● TASK: Lines from the one containing "of the water" to the end of the entries below must be reproduced exactly, with both end lines kept and no other line added.

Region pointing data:
# # # # # # #

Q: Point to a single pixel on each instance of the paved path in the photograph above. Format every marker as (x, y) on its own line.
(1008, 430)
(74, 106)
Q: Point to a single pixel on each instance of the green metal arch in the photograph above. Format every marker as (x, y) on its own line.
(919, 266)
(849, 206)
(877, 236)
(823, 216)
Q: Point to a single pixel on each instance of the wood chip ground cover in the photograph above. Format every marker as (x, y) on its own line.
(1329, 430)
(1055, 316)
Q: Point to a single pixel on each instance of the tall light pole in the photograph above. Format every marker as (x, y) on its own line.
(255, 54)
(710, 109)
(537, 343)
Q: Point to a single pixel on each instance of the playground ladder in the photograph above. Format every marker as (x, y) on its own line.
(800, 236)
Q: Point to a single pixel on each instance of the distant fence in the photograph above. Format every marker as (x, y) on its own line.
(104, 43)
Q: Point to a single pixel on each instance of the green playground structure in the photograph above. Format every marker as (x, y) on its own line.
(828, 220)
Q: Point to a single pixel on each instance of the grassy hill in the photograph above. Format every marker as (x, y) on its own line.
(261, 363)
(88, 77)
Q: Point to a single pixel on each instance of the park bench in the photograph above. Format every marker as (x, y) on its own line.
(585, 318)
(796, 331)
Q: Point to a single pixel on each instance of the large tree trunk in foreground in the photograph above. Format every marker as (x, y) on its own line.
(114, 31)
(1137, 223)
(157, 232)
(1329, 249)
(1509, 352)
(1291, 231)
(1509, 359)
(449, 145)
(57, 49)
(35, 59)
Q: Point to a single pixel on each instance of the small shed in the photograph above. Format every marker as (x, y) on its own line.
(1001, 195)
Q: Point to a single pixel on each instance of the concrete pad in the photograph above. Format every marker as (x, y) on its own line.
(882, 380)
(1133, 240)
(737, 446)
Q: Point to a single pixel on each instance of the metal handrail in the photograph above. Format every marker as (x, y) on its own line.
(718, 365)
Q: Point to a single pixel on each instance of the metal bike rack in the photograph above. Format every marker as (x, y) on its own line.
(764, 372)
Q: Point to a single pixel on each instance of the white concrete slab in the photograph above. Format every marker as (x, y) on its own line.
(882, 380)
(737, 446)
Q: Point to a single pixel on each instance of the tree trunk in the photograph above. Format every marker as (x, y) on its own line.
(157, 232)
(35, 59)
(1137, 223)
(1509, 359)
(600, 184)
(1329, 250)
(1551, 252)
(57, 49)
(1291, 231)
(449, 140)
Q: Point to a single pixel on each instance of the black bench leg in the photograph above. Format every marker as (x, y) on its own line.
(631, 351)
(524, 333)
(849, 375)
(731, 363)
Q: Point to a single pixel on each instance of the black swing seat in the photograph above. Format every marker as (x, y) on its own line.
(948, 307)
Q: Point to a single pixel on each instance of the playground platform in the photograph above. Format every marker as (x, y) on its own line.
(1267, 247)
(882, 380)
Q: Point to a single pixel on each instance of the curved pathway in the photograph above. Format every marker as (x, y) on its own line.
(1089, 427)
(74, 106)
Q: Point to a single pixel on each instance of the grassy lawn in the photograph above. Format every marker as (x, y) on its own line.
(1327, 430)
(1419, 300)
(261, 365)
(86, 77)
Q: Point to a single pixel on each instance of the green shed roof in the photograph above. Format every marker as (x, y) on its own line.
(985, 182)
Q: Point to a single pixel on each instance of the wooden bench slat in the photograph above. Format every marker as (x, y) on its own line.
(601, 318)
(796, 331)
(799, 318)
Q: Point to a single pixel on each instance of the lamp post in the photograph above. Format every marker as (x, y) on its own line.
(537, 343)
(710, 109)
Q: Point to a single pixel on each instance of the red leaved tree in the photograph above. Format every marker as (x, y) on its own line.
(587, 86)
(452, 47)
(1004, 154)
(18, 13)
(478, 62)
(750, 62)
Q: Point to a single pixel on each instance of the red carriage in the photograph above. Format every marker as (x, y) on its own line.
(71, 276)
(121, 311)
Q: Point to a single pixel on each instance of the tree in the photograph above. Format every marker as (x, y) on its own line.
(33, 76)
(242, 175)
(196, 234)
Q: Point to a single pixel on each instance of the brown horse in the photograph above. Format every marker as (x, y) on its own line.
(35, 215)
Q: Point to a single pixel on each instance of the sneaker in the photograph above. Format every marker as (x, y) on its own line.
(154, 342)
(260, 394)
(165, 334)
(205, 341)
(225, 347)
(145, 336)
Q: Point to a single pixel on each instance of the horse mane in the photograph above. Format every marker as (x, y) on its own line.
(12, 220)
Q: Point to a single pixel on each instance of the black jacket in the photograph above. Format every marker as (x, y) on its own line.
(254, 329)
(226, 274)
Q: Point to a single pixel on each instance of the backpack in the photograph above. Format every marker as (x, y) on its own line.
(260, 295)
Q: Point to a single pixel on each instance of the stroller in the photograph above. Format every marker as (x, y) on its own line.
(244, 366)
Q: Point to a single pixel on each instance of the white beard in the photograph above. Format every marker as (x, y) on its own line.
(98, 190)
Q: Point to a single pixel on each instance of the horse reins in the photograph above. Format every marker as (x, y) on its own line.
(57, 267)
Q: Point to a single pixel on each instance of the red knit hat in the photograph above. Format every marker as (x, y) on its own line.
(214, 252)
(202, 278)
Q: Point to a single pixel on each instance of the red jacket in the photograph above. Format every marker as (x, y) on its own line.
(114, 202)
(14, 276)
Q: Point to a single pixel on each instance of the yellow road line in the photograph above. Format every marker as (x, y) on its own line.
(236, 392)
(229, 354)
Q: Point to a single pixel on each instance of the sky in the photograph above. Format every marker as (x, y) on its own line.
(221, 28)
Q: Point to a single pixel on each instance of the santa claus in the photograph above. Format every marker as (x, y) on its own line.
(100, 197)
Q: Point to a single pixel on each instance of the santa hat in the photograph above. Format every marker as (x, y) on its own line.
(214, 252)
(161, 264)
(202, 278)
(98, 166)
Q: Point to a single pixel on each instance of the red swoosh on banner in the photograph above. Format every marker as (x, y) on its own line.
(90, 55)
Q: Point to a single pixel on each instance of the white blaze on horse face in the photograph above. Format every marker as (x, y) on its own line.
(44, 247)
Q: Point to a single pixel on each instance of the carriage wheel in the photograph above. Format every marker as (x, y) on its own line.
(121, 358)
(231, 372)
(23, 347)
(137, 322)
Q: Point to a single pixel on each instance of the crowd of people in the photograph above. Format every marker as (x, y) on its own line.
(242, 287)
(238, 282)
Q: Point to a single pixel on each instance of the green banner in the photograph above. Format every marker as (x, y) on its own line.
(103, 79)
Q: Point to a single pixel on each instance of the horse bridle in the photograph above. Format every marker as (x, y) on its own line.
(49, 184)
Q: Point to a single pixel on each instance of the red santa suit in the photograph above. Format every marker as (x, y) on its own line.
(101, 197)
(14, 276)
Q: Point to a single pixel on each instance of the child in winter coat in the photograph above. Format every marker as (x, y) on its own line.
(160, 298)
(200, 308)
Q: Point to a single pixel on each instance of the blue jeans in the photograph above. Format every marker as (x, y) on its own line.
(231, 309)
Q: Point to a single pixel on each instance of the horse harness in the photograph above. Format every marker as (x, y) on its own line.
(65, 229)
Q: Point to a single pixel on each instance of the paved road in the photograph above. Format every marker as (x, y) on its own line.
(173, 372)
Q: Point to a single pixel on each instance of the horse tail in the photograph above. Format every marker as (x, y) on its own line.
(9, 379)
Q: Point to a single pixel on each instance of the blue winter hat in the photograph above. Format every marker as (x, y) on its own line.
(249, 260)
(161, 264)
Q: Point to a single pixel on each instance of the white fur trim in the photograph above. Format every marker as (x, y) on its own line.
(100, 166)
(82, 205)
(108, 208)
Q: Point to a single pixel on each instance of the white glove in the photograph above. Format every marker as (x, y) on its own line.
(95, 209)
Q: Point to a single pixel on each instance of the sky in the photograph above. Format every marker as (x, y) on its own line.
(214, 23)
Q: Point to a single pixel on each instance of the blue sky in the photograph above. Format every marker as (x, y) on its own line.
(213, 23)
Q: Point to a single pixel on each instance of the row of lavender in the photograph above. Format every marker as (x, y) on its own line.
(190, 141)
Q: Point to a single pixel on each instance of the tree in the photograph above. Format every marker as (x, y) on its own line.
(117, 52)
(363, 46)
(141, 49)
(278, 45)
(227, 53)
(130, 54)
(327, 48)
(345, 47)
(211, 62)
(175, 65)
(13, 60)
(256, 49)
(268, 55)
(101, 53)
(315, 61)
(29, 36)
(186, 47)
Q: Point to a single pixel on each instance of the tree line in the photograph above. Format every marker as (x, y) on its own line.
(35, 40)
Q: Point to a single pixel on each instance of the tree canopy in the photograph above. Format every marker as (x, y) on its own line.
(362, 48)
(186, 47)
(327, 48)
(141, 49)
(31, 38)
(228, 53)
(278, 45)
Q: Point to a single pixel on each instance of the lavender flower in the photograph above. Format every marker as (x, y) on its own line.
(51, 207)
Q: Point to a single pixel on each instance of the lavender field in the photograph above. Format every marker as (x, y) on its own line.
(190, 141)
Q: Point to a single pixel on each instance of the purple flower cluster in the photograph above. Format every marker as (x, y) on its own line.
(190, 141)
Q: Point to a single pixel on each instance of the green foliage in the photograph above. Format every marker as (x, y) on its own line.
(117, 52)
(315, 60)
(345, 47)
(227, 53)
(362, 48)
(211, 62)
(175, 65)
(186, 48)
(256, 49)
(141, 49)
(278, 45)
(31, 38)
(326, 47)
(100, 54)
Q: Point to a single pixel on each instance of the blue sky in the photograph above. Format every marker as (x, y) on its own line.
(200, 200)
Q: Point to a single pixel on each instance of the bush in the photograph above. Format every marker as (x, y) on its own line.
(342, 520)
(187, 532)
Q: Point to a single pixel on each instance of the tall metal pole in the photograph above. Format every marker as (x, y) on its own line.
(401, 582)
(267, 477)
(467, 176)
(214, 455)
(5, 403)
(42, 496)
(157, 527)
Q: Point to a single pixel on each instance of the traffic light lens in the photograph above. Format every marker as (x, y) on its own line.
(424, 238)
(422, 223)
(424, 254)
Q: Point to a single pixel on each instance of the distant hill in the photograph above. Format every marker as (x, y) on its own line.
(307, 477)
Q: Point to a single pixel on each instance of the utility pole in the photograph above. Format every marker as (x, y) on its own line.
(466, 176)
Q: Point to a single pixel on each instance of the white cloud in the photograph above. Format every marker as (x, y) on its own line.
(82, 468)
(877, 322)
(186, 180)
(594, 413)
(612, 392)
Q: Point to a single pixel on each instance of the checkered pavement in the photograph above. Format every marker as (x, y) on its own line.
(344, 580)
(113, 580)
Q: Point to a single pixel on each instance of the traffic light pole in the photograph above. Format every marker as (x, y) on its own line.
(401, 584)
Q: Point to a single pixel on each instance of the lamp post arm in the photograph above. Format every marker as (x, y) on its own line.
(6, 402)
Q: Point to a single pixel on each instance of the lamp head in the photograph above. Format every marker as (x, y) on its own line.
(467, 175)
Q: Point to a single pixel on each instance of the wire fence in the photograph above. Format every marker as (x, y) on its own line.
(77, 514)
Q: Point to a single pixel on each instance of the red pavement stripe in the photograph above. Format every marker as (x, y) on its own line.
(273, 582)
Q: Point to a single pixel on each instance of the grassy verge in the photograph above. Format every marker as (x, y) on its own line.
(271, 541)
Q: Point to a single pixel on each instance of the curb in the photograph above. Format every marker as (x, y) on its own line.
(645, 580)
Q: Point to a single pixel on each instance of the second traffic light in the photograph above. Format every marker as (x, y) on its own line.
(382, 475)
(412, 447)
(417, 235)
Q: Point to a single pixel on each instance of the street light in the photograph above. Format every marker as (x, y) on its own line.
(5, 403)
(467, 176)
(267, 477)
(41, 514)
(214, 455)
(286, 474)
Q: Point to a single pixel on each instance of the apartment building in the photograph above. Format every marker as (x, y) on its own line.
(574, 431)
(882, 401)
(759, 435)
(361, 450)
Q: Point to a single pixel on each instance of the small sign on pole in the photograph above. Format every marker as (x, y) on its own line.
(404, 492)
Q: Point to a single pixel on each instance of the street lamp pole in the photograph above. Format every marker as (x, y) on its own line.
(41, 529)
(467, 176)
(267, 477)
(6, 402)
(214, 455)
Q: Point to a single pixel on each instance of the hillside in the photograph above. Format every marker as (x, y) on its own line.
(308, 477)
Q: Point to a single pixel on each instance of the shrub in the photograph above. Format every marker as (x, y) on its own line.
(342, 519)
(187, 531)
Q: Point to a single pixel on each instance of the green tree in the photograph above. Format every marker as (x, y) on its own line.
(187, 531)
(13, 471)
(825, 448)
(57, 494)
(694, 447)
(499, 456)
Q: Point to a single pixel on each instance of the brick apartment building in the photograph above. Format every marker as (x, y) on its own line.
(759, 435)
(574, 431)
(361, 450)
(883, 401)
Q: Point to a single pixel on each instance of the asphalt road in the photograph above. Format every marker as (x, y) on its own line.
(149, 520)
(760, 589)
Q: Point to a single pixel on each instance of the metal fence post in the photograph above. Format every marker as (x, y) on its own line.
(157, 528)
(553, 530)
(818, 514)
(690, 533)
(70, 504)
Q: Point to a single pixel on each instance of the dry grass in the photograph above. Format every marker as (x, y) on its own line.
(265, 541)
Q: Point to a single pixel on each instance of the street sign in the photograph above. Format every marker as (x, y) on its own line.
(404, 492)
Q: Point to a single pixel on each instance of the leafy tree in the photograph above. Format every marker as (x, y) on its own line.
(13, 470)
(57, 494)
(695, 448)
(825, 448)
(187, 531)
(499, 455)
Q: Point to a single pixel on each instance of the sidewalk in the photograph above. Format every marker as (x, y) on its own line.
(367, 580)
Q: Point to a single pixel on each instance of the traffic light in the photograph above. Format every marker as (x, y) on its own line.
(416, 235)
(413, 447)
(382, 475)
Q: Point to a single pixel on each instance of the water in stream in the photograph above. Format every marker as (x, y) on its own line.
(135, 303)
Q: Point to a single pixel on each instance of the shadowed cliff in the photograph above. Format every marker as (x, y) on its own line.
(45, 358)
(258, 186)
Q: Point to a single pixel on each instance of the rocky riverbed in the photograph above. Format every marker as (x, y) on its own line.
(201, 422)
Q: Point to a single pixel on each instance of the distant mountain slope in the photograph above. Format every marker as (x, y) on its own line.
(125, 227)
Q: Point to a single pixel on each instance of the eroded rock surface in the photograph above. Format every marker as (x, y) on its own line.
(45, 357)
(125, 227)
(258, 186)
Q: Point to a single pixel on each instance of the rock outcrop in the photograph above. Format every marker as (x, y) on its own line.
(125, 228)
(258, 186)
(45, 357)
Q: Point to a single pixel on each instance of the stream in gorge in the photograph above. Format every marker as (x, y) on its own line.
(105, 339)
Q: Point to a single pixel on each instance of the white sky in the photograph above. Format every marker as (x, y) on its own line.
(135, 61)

# # # # # # #

● FINISHED TASK:
Q: Point to a single pixel on each instance of the water in stream in the photograph above. Format every marker as (x, y) on its own line.
(135, 303)
Q: Point to a single pixel on each instance of the shadowed cliff in the photograph above. Format every marker as (x, y) on its own line.
(45, 358)
(258, 186)
Q: Point to a single pixel on each instance of the rocky riverbed in the photograph above. Format every marker as (x, y) on its own line.
(201, 422)
Q: Point to a single pixel on each instance of the distant mountain slope in the photograph above. Format every marker as (x, y) on its own line.
(125, 227)
Q: Point to a single pixel on each instance of the eroded rock surface in the photograph above. Format every marker as (x, y) on its own line.
(45, 357)
(125, 227)
(258, 186)
Q: Point to a single pixel on each instance of the rock outcrop in the photograph above. Format every marker as (x, y) on its own line.
(125, 228)
(258, 186)
(45, 357)
Q: Point to a single pixel on each instance of the stream in gorge in the photograph above. Format every marker as (x, y) on its own line.
(105, 339)
Q: Point to a single pixel on each instance of the white sky in the photograph above. Format every marker as (x, y) on its own line.
(135, 61)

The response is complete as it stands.